_Task goal_: Would you copy only the lines below, beginning with the one that contains "Locate every instance of the tire" and running through the last entry line?

_Exercise inputs_:

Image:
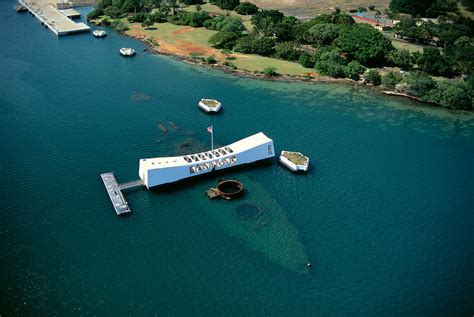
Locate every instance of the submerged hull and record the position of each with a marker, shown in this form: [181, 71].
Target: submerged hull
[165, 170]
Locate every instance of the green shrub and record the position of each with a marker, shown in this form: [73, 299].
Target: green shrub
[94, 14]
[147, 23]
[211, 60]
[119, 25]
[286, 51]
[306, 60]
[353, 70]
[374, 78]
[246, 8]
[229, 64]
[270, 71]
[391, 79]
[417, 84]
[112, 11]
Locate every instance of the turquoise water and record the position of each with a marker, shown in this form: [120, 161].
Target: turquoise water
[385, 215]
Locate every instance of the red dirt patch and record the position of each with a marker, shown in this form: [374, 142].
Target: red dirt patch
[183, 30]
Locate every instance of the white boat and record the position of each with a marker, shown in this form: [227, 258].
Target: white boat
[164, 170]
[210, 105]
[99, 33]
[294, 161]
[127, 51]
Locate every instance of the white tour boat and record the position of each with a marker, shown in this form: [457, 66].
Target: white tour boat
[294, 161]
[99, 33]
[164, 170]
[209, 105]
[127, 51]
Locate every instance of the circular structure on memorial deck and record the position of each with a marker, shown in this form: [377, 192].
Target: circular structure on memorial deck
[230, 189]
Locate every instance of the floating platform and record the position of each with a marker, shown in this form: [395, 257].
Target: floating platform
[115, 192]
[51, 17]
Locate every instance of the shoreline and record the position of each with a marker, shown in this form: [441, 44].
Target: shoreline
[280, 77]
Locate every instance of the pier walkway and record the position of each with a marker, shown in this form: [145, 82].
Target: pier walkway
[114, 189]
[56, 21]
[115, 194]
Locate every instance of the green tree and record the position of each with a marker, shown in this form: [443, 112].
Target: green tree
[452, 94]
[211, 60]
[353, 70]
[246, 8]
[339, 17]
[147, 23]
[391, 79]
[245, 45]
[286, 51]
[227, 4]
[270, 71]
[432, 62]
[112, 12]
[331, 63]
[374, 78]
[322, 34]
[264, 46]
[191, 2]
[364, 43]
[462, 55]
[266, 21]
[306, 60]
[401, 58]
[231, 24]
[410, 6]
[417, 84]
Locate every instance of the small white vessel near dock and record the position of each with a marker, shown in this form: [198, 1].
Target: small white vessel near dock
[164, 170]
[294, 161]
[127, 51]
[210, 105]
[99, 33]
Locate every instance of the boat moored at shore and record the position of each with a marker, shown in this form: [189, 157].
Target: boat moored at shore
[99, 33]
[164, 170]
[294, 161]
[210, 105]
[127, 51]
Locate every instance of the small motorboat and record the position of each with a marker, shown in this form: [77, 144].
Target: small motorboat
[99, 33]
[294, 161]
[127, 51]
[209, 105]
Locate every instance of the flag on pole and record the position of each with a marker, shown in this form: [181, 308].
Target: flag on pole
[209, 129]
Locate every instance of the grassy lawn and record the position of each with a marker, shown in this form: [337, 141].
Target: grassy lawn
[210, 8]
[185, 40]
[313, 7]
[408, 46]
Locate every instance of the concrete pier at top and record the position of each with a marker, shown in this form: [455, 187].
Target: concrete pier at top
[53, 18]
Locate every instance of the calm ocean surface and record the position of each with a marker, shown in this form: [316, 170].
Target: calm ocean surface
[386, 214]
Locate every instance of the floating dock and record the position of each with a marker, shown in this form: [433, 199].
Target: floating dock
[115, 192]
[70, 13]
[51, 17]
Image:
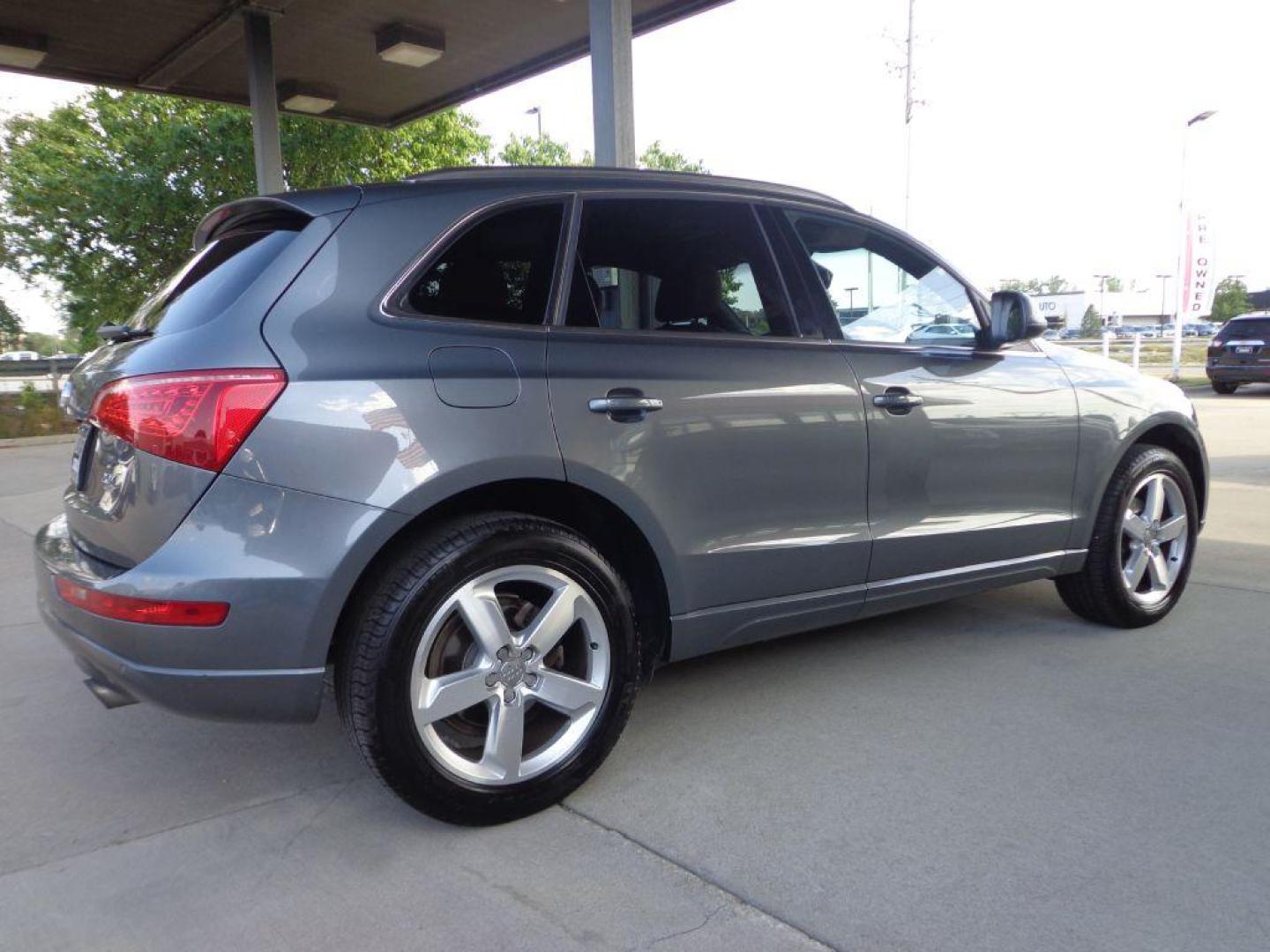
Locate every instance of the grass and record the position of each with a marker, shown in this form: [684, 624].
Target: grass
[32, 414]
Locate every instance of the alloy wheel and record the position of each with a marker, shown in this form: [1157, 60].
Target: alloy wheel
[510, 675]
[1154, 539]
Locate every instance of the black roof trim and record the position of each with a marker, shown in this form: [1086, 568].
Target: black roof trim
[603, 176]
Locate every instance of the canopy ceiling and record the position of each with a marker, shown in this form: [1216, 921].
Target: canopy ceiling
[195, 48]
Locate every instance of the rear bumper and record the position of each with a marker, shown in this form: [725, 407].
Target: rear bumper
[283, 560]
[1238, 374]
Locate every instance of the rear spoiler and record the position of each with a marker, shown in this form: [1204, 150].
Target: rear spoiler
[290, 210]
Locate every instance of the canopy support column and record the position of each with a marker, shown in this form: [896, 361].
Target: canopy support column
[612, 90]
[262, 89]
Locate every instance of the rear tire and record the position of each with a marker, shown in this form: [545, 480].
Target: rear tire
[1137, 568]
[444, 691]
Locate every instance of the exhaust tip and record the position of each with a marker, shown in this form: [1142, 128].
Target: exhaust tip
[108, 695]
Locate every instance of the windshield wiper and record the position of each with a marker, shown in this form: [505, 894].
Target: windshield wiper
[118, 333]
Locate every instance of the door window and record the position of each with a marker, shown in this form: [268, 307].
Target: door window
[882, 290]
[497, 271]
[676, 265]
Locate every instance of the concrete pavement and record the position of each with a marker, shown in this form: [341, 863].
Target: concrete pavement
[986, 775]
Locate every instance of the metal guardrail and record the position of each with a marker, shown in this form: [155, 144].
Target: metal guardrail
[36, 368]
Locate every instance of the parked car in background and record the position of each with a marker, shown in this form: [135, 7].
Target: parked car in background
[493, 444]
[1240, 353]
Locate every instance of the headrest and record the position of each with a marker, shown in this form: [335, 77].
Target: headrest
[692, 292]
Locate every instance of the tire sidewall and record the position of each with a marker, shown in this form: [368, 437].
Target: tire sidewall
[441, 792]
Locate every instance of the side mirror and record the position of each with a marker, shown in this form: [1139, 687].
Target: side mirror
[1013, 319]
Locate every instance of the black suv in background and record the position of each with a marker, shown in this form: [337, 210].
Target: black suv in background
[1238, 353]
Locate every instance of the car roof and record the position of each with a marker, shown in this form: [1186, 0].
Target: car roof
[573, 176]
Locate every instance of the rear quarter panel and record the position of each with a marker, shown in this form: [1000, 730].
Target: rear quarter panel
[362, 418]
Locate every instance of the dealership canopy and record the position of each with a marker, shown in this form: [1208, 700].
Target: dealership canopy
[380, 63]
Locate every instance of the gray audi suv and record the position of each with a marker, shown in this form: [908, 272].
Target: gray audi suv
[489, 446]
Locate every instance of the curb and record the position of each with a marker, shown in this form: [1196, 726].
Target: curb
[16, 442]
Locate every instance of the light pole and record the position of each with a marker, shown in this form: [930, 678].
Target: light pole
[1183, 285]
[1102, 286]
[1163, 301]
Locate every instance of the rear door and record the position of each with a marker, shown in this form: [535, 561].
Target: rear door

_Task answer_:
Locate every instance of the tire sidewall and record the position of each with a marker, shown in this form: [368, 437].
Target: tire sidewall
[441, 792]
Locate every instance of the side mirror and record the position of each with a marker, shown in this form: [1139, 687].
Target: side mirror
[1013, 319]
Locate every instance of the black suv in background and record the position of each with a marker, shown in this form: [337, 210].
Target: black suv in background
[1238, 353]
Locate every instance of the car roof and record the position of each with a marker, shown in this form: [1186, 0].
Target: car roof
[573, 176]
Locate every instance of the rear quarter panel and record the position of each with a marker, shown in this form: [1000, 730].
Target: rear quarter panel
[362, 418]
Locate every instance of the dealership canopy and record the position of each with a marker, shown in this form: [1208, 700].
Target: dealership canopy
[380, 63]
Locate every instance of the gray audi suv and record the position of each with a marker, shown in this form: [908, 272].
Target: gray audi suv
[489, 446]
Locate every instance of the curb and record the position of each with a marker, shown in this form: [1196, 726].
Target: curb
[16, 442]
Locate every instance of the light pole and record the position of each with a marker, shown in this form: [930, 678].
Target: light pole
[1183, 285]
[1102, 286]
[1163, 301]
Locate every instance of the rear door and record the position of each with a marker, shown in this form: [535, 561].
Target: rear door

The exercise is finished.